Point annotation dataset records:
*****
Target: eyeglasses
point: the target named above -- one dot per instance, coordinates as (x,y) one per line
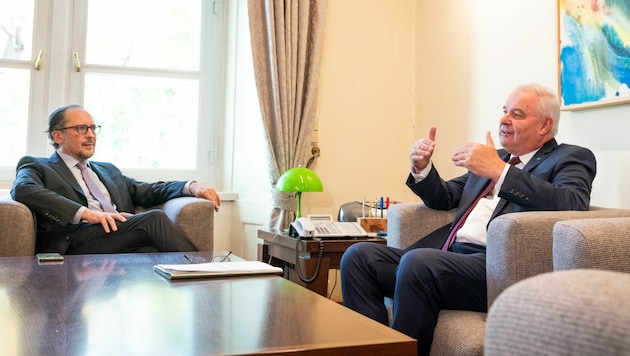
(82,129)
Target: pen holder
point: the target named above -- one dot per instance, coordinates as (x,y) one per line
(373,224)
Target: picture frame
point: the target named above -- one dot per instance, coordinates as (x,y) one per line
(593,53)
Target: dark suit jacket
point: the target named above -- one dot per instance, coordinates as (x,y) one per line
(48,188)
(558,177)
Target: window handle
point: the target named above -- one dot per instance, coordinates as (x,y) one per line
(38,61)
(77,63)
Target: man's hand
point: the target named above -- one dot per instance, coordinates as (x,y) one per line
(108,220)
(206,193)
(421,152)
(480,159)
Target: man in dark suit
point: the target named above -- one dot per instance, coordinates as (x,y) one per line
(73,218)
(429,276)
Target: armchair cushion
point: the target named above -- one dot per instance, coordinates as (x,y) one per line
(519,246)
(17,229)
(577,312)
(592,243)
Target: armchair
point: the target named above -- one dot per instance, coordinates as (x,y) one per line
(579,309)
(519,246)
(18,228)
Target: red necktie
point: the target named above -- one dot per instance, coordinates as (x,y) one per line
(93,188)
(453,235)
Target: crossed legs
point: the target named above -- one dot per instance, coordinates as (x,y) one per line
(421,282)
(150,231)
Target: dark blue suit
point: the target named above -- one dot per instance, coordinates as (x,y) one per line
(422,281)
(50,190)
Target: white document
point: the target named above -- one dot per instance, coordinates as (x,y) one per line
(215,269)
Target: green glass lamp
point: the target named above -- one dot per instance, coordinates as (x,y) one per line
(299,179)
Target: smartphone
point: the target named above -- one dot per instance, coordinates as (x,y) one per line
(49,257)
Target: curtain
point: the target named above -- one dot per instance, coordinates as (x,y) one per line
(287,41)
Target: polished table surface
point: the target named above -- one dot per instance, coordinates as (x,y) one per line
(117,305)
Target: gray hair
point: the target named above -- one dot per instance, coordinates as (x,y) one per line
(548,105)
(57,120)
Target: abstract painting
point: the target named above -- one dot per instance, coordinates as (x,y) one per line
(594,53)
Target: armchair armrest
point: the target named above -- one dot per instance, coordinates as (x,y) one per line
(409,222)
(196,217)
(18,228)
(520,245)
(592,243)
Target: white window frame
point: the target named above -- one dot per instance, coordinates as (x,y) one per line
(57,84)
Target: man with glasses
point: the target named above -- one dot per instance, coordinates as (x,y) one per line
(87,207)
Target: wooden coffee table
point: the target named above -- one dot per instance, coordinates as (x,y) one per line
(116,304)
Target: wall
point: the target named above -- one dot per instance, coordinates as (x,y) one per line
(393,69)
(366,103)
(491,47)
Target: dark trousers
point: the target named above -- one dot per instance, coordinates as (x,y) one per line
(421,281)
(150,231)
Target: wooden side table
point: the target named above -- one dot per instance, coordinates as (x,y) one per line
(280,249)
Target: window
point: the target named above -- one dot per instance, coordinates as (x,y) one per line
(149,72)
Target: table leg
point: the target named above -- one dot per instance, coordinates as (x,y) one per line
(320,282)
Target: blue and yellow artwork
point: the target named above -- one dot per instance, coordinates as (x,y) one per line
(594,51)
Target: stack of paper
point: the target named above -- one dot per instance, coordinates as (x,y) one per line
(215,269)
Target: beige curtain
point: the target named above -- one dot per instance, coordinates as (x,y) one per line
(287,40)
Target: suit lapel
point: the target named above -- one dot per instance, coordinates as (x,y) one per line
(541,155)
(64,172)
(105,178)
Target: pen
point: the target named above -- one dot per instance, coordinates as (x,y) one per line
(381,205)
(363,207)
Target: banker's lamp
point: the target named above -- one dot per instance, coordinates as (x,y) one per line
(299,179)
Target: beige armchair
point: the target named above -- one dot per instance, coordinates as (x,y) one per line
(582,308)
(519,246)
(17,224)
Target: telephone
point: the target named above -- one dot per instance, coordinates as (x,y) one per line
(307,228)
(303,227)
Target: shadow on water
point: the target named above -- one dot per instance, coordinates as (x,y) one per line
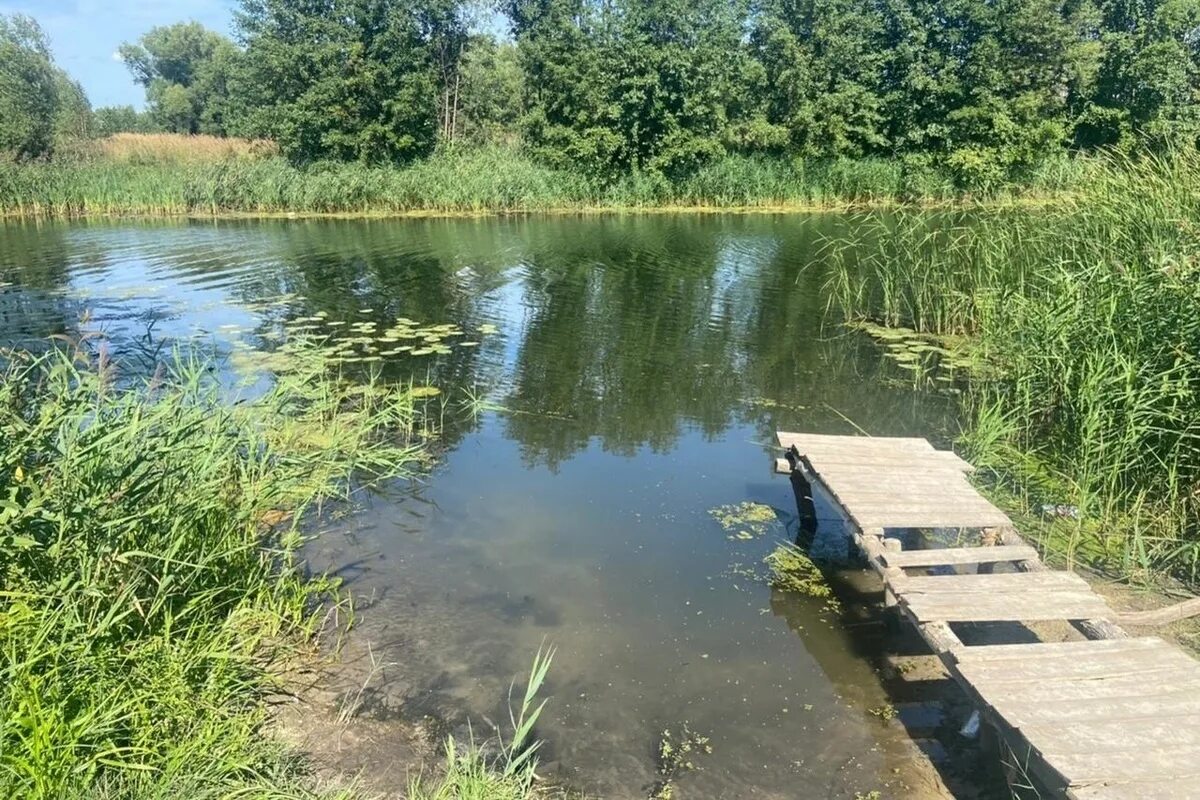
(629,376)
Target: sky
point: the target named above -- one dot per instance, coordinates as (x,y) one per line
(85,34)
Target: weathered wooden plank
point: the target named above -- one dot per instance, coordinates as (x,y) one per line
(988,675)
(1170,789)
(835,441)
(1013,697)
(1158,762)
(967,519)
(907,471)
(960,555)
(1111,737)
(991,584)
(931,491)
(1011,607)
(1168,703)
(899,462)
(923,506)
(1080,648)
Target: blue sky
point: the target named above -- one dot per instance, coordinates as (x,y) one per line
(85,35)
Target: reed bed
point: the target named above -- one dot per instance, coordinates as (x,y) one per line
(167,175)
(149,572)
(1085,324)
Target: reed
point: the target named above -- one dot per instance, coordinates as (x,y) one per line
(1087,318)
(163,174)
(149,573)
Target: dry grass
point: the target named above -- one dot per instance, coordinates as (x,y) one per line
(177,148)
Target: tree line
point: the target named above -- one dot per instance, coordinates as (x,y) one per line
(985,86)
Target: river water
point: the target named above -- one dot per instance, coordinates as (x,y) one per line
(629,377)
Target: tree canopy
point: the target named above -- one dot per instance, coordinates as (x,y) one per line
(988,88)
(40,104)
(185,70)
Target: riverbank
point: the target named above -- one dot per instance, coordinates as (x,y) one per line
(150,573)
(1081,373)
(469,181)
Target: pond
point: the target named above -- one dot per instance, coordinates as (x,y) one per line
(629,376)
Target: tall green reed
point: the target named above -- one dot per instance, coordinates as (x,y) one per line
(1087,316)
(451,180)
(149,572)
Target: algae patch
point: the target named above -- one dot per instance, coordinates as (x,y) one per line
(743,521)
(792,570)
(943,358)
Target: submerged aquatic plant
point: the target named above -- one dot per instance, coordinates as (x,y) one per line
(471,775)
(149,573)
(677,755)
(792,570)
(744,519)
(1089,319)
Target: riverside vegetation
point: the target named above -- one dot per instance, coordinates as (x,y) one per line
(160,174)
(1083,322)
(150,579)
(665,100)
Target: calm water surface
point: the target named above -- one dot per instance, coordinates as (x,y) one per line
(636,372)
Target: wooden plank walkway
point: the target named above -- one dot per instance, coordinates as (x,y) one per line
(1104,717)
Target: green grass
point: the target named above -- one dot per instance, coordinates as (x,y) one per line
(456,181)
(471,775)
(1085,318)
(149,573)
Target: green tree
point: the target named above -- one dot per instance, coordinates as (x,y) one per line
(491,95)
(825,64)
(342,79)
(108,120)
(29,89)
(72,118)
(1147,80)
(633,84)
(185,70)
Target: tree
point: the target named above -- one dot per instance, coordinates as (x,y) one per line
(825,64)
(343,79)
(72,118)
(491,91)
(631,84)
(1147,79)
(29,89)
(185,70)
(108,120)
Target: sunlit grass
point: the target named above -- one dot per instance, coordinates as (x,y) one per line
(165,174)
(149,575)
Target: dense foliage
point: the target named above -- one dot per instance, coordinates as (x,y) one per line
(149,571)
(660,88)
(39,103)
(185,70)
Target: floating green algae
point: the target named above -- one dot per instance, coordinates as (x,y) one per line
(744,519)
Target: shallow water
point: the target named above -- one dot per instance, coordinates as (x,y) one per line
(637,370)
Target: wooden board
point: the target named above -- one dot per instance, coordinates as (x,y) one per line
(1079,648)
(804,441)
(1169,789)
(960,555)
(990,584)
(1008,607)
(947,518)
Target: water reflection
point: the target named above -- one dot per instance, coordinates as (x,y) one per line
(641,365)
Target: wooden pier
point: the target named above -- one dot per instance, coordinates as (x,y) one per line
(1102,717)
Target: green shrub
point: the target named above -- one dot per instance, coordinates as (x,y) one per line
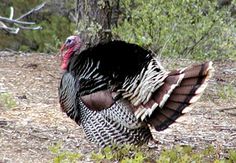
(191,28)
(7,100)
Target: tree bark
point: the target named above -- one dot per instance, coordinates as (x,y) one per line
(95,19)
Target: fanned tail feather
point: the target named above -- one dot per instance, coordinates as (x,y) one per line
(180,89)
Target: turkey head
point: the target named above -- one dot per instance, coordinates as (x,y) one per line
(72,44)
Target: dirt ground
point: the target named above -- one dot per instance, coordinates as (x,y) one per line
(28,129)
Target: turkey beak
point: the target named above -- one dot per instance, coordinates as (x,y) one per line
(63,47)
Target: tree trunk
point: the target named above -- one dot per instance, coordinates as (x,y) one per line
(94,20)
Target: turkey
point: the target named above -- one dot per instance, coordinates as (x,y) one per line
(117,91)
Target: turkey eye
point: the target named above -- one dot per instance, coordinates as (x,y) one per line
(69,41)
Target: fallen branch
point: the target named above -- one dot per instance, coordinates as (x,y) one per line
(18,23)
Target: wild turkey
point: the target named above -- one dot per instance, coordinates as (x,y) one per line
(116,91)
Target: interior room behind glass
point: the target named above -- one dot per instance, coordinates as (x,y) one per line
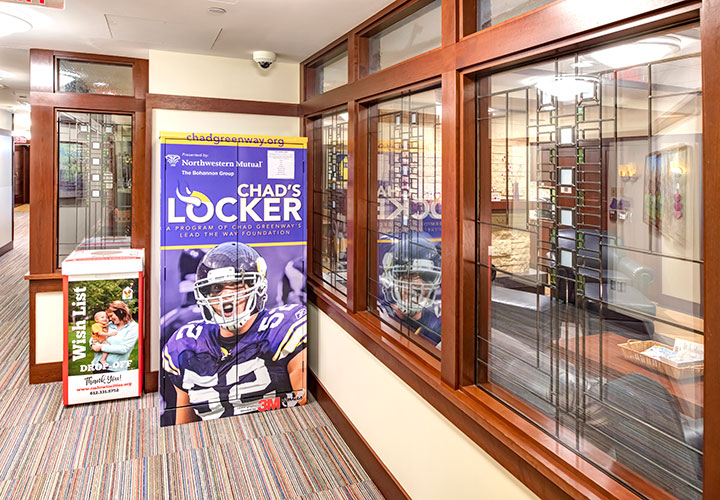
(589,262)
(94,181)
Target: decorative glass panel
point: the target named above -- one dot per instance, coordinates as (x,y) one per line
(404,215)
(94,78)
(412,36)
(94,181)
(330,199)
(590,254)
(492,12)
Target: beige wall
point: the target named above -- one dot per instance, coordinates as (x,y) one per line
(425,452)
(223,77)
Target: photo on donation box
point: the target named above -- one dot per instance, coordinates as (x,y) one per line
(233,298)
(103,331)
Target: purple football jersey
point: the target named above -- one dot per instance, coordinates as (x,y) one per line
(221,376)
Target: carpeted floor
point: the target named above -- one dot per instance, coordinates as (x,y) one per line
(117,450)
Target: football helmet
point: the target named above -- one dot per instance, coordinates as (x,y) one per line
(231,265)
(411,274)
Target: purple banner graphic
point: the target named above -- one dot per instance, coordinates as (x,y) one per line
(233,324)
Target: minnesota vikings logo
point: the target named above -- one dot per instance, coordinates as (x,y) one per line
(172,159)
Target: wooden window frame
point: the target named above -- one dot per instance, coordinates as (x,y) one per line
(309,70)
(309,124)
(539,461)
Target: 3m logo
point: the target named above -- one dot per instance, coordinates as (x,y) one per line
(269,404)
(172,159)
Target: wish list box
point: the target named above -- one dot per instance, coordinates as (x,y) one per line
(103,317)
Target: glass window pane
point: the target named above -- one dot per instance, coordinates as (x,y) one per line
(330,198)
(331,74)
(590,254)
(412,36)
(404,215)
(94,78)
(492,12)
(94,181)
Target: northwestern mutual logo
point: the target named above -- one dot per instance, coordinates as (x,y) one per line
(172,159)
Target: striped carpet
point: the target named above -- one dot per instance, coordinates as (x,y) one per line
(117,450)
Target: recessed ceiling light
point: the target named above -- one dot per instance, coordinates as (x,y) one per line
(567,87)
(11,24)
(640,52)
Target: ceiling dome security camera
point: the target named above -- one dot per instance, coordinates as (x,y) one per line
(264,58)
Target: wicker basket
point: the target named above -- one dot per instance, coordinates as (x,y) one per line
(633,351)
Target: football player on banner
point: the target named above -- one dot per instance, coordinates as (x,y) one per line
(240,353)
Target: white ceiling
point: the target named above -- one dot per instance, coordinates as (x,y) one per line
(294,29)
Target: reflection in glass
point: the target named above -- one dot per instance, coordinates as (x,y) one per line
(412,36)
(331,74)
(492,12)
(330,207)
(94,181)
(404,270)
(594,272)
(94,78)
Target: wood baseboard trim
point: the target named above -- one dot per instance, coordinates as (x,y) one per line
(6,248)
(380,475)
(46,372)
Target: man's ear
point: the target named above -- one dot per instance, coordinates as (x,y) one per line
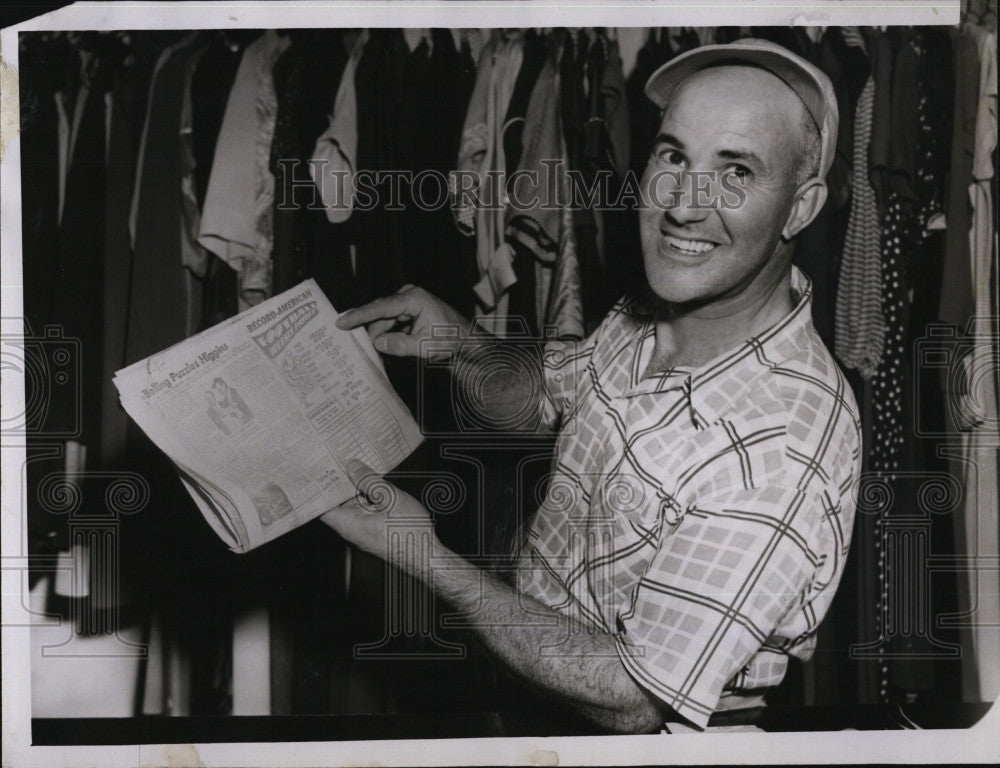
(811,197)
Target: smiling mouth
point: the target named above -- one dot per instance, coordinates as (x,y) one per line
(689,247)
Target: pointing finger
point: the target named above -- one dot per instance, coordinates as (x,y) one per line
(386,308)
(397,344)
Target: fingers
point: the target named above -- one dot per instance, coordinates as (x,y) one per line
(397,344)
(378,492)
(404,302)
(341,518)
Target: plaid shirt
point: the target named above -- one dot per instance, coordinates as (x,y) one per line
(702,517)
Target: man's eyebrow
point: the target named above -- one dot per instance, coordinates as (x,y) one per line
(741,154)
(668,138)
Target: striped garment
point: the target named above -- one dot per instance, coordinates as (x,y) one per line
(702,517)
(859,327)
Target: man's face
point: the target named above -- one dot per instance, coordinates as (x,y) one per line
(741,123)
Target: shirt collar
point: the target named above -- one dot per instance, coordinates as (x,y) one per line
(714,388)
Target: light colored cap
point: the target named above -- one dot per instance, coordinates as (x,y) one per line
(809,82)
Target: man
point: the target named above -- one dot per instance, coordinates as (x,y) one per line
(698,519)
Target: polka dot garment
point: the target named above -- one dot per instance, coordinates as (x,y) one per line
(904,228)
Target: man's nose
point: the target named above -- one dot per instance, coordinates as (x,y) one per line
(681,200)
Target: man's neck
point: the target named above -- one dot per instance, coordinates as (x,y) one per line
(689,337)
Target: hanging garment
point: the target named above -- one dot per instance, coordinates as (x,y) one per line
(237,216)
(541,235)
(644,114)
(193,255)
(433,103)
(536,52)
(211,82)
(353,261)
(913,200)
(859,328)
(161,287)
(957,304)
(980,405)
(305,78)
(481,153)
(335,156)
(819,246)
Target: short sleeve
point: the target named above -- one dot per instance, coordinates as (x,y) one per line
(715,591)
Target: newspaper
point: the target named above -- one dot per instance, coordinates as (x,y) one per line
(260,412)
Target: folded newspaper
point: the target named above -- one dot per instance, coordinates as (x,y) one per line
(260,412)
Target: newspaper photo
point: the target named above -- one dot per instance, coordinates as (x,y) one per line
(260,412)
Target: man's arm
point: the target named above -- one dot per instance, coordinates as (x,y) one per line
(497,379)
(579,666)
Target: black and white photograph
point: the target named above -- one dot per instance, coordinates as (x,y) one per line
(383,388)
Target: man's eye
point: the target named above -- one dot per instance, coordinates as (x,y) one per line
(670,157)
(739,172)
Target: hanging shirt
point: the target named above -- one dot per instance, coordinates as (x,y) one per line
(236,216)
(335,157)
(481,152)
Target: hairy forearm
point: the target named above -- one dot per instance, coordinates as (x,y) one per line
(578,665)
(503,381)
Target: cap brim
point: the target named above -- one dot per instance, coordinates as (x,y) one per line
(661,85)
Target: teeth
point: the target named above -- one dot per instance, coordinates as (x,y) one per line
(691,246)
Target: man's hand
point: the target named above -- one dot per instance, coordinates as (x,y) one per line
(385,521)
(398,323)
(587,674)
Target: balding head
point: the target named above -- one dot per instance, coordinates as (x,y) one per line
(753,94)
(741,128)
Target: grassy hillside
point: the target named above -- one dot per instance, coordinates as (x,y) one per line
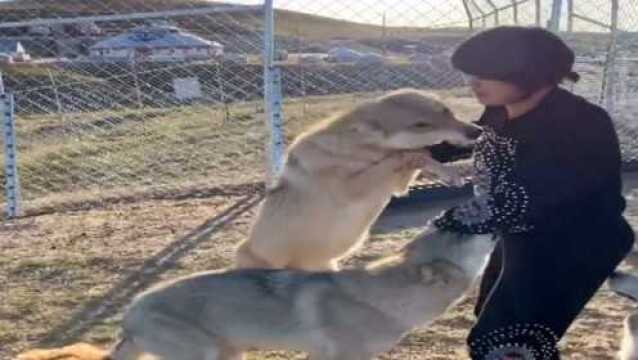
(289,23)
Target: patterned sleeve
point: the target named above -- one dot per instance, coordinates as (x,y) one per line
(500,201)
(506,207)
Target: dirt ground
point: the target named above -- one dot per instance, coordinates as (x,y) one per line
(66,276)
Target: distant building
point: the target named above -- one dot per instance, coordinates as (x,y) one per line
(156,43)
(12,50)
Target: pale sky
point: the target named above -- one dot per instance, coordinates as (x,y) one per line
(440,13)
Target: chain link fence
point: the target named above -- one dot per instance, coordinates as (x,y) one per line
(117,98)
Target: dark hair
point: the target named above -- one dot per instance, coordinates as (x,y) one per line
(529,57)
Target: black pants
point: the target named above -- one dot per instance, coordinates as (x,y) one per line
(536,284)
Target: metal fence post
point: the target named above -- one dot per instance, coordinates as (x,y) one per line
(272,96)
(12,182)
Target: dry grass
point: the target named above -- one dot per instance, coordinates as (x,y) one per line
(67,276)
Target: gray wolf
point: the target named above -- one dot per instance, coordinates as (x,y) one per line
(339,176)
(351,314)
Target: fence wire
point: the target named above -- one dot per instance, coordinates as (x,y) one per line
(125,97)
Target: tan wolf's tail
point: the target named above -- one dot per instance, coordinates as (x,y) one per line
(79,351)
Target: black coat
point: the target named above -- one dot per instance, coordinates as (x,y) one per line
(554,169)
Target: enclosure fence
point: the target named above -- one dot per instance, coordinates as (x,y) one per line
(110,99)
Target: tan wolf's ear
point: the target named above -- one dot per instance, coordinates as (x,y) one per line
(79,351)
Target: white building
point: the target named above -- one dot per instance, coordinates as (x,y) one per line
(12,50)
(156,43)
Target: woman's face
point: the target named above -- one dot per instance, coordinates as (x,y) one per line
(495,92)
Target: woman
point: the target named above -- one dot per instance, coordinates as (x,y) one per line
(547,185)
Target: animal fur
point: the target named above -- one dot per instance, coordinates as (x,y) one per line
(340,175)
(352,314)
*****
-- WORK REQUIRED --
Retype exactly, please, each line from the line that contains "Target: dark hair" through the last line of the entries above, with nothing added.

-- COMPLETED TASK --
Target: dark hair
point: the target named above -- one dot per instance, coordinates as (x,y) one per line
(529,57)
Target: black pants
point: the target named above -- one dot per instance, coordinates as (x,y) one per line
(536,284)
Target: metal fence post
point: the target named above -- one dot per instance, coordinates as (x,y) one per line
(272,96)
(12,182)
Target: dry grass
point: the target named above -- one dot per instance, coordinates as (x,y) one per line
(67,276)
Target: gray wolf
point: the target named above -- one dot per instance, coordinates as (x,y) one per line
(339,176)
(351,314)
Target: fence wire
point: the target named above -- one dot per instance, coordinates as (x,y) one per line
(125,97)
Target: tan wolf's tail
point: the target named above -- one dot per instance, coordinates as (x,y) one per line
(79,351)
Target: black coat
point: the target named above -- one dot per instance, coordinates as (x,y) one per line
(554,169)
Target: enclosure fence
point: the target named above -- one dot per instance, coordinates as (x,y) one per line
(110,99)
Target: tan wolf's ear
point: the target named above -- one dot per instance, coordinates as (x,y) one per line
(79,351)
Target: white building
point: the target named above -- one dot per instance, coordinates as (x,y) one per line
(12,50)
(156,43)
Target: woman's face
point: the target named above -- one dot per instance, coordinates as (x,y) one per line
(495,92)
Target: woman
point: the target named above -- one dot per instance, coordinates as (x,y) one per line
(547,185)
Target: animal fur
point: the target named above -- one dot per instance, coordinates as (x,y) one per line
(340,175)
(352,314)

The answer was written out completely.